Your instructions:
In the listing below, find the line containing "Target: dark blue water" and the line containing "Target: ice edge". Repeat exactly those two lines and every line between them.

+++ Extracted material +++

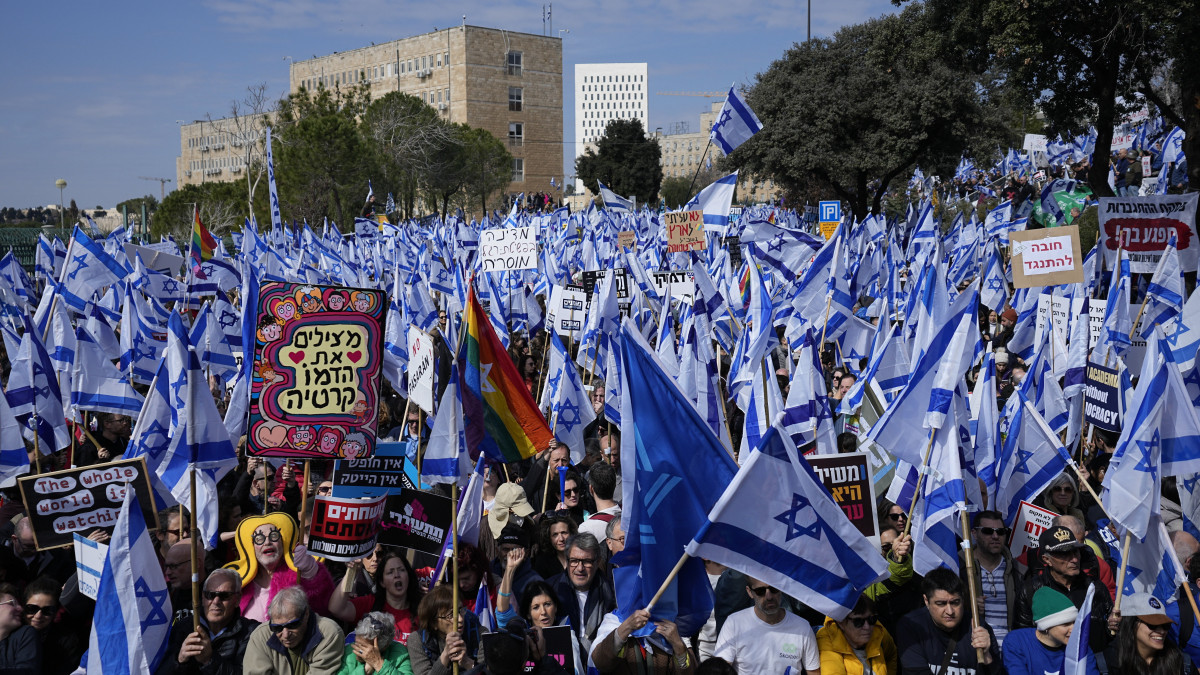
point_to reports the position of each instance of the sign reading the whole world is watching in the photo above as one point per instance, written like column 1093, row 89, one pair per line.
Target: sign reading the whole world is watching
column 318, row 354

+++
+++ Extracted material +++

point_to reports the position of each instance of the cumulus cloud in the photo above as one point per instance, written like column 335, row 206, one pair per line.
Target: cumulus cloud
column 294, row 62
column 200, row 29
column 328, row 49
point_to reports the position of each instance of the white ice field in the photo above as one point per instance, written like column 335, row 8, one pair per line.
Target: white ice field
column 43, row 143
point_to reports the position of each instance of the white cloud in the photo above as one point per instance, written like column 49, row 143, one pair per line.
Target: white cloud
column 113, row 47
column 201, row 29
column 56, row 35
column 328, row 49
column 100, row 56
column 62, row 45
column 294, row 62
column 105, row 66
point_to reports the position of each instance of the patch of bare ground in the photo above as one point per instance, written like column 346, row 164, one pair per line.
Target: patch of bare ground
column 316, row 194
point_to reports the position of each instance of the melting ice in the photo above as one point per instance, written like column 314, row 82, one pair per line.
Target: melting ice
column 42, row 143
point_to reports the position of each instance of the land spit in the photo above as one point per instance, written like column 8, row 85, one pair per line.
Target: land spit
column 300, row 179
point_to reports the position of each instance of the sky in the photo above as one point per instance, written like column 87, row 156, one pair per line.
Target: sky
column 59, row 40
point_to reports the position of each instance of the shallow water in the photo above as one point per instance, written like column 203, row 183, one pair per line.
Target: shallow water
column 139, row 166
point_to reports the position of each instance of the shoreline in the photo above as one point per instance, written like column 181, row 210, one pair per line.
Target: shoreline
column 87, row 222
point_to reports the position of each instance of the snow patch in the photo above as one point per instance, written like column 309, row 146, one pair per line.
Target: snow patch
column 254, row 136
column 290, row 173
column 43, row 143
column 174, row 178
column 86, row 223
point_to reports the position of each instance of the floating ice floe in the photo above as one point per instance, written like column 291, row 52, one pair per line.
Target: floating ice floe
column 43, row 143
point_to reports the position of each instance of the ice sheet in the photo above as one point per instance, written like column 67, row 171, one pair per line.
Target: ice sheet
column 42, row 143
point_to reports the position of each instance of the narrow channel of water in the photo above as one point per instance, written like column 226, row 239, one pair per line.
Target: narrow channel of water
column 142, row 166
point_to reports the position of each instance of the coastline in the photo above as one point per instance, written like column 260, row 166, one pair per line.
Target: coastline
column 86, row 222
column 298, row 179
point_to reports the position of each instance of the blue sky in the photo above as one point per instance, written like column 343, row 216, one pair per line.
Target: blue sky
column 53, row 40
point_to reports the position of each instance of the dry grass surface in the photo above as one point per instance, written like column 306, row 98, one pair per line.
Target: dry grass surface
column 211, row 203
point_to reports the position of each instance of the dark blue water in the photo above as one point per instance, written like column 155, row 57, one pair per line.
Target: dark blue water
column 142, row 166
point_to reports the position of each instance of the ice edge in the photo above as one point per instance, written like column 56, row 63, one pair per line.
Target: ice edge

+++

Exercise output:
Target: dark blue water
column 142, row 166
point_to reports the position of each instance of the ice edge in the photo above as one point per instance, written like column 56, row 63, one pair per line.
Target: ice edge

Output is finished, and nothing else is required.